▸ **Task instructions**
Make an exact copy of all the entries below, with the pictures left out.

-- START Data listing --

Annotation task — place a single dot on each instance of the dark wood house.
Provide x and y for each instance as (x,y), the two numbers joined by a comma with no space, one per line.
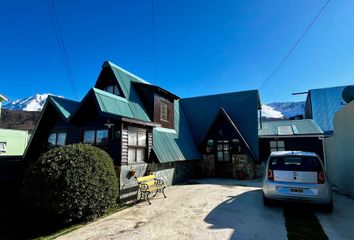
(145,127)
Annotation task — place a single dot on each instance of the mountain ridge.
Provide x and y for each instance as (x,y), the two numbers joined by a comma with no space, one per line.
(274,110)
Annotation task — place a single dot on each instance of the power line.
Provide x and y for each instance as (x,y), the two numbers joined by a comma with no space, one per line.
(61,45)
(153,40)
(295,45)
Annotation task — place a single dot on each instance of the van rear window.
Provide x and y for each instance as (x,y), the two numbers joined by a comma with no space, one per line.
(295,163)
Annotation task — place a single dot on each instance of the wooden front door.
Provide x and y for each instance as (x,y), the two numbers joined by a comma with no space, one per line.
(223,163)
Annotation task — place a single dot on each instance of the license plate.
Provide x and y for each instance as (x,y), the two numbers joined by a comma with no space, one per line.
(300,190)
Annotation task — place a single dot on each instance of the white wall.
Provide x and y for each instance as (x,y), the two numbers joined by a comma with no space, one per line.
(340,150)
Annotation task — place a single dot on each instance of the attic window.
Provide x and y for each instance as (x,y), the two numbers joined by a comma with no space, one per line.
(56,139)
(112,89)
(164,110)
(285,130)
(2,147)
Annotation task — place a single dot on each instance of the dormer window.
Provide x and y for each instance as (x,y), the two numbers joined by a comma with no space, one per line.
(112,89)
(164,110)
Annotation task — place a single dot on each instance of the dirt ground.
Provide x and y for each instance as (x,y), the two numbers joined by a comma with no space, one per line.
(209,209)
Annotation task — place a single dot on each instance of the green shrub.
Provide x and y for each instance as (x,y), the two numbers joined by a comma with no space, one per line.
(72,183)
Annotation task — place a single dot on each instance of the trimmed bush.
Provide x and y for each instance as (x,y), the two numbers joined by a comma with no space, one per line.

-- END Data listing --

▸ **Problem solution**
Annotation task — place a single dot on each instance of the dark wood house.
Provide x and y for each instance as (x,y), the two numbers joined by a comma with no space, one per line.
(145,127)
Annotation task — place a single dot on each instance of the mountain ridge.
Provide x and y for each instance as (x,y), the two numbers joined by a comma with no space, one per line.
(274,110)
Annotation task — place a single dot on each instance of the power line.
Provide x and y for each instance as (x,y), the two numbers joined by a comma with no space, one per line.
(61,45)
(153,40)
(295,45)
Annotation task — place a single dot on each instance of the van rear window.
Provide x and y for each instance as (x,y), the two numbers joined by a comma with no space, one per line.
(295,163)
Annotation task — place a single dot on each instance of the wooden front door.
Provide x and y for each instance as (x,y), the two numbers joined by a comma with no space, one per line.
(223,163)
Annotation task — place a single dot on each instance of the license plate.
Provide x and y for each instance as (x,y), the two numbers joined by a comma with no space, one per line.
(300,190)
Annotation task — place a single dot on each instance of the white wall.
Provide x and y for each instance as (x,y), the two numbers joined by a comma with no space, one per line.
(340,150)
Annotation task — place a single dot on each instance of the attic window.
Provide x and y for each instance as (x,y), the two numbers joined by a comma with no space, one per line.
(56,139)
(112,89)
(164,110)
(285,130)
(2,147)
Annotation task — place a single dot on each instance of the dormer window.
Provide x and y for each instance as (x,y), the two numbers joined by a comma with no space, one per line.
(112,89)
(164,110)
Annotation task — place a single dot on each instance of the dirt ground.
Provide x and y for each instance as (x,y), the two numbers joined by a comma with no space, one per line.
(209,209)
Annotation task — place a single dot on each instance of the green shrub.
Provide x and y for each instance as (x,y), the two numbers joined by a comma with no space, one per line.
(72,183)
Annotation task — place a single dot on each instance of the trimmed bush.
Provide x and y for each instance as (x,y), the two numbers joined by a comma with no space, one per line.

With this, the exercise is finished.